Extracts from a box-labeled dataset
※ ※ ※

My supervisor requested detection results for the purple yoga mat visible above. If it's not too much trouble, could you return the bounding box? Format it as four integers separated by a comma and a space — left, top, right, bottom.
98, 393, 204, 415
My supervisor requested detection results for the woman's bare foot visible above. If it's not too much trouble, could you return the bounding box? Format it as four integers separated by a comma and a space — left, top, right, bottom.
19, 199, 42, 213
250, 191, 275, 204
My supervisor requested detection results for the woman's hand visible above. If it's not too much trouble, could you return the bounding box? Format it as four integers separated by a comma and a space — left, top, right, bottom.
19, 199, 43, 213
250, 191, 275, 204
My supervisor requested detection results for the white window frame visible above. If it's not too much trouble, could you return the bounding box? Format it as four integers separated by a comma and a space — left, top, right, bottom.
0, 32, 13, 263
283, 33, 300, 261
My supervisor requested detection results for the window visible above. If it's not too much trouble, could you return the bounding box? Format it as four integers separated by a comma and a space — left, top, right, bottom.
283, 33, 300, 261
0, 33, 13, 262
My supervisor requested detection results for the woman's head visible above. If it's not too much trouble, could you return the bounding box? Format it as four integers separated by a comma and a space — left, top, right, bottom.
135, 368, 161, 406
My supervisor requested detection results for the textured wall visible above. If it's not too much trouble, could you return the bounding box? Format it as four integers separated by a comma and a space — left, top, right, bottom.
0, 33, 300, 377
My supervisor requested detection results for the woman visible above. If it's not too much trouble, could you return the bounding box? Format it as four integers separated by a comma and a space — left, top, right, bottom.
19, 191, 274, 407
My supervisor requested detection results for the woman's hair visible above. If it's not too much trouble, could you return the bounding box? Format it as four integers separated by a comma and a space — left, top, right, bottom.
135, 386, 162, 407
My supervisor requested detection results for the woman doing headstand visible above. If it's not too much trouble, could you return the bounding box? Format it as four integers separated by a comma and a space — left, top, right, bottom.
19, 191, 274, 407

※ ※ ※

■ **Directions for this task**:
Copy every record above verbatim, keeping each line and the original order unchanged.

■ **Written reply**:
My supervisor requested detection results for the purple yoga mat visible above. If it's not too much trouble, could you return the bounding box? Format it as four integers separated by a comma and a space — left, top, right, bottom.
98, 393, 204, 415
My supervisor requested detection results for the woman's bare foot visible above. If it's not too much trouble, could you return the bounding box? Format it as four integers separated by a comma and a space — left, top, right, bottom.
19, 199, 42, 213
250, 191, 275, 204
My supervisor requested detection results for the woman's hand visible above. If it's not too much trouble, could you return the bounding box? Format it as four integers separated by a comma and a space — left, top, right, bottom.
19, 199, 43, 213
250, 191, 275, 204
My supervisor requested detection results for the white window frame visible above. If it's not too much trouble, could you return the bounding box? Format it as four integers separated by a comma and a space — left, top, right, bottom.
0, 32, 13, 263
283, 33, 300, 261
My supervisor requested detection results for the window visible above. If it's not too much trouble, could you return the bounding box? Format it as four integers separated by a comma and a space — left, top, right, bottom.
283, 33, 300, 261
0, 33, 13, 262
My supervisor requested detection results for the woman's head visible above. If it's not too much trouble, could you return the bounding box? Format it as four integers separated by a comma and a space — left, top, right, bottom.
135, 368, 161, 406
My supervisor requested detection results for the textured wall visible above. If it's not too much trouble, could you return the bounding box? Format it as four integers separated by a comma and a space — left, top, right, bottom.
0, 33, 300, 377
My supervisor requested detection results for the woman visible above. If it's not too much trouble, could you return the bounding box? Format it as four integers separated by a comma and a space — left, top, right, bottom.
19, 191, 274, 407
My supervisor requested detection results for the woman's hair visible above. If it's not too much trouble, could you return the bounding box? Format it as four integers separated by a comma and a space — left, top, right, bottom.
135, 386, 162, 407
My supervisor requested detection results for the woman doing headstand visible above. If it's not too much trouble, could you return the bounding box? Format it as four integers separated by a comma and a space — left, top, right, bottom.
19, 191, 274, 407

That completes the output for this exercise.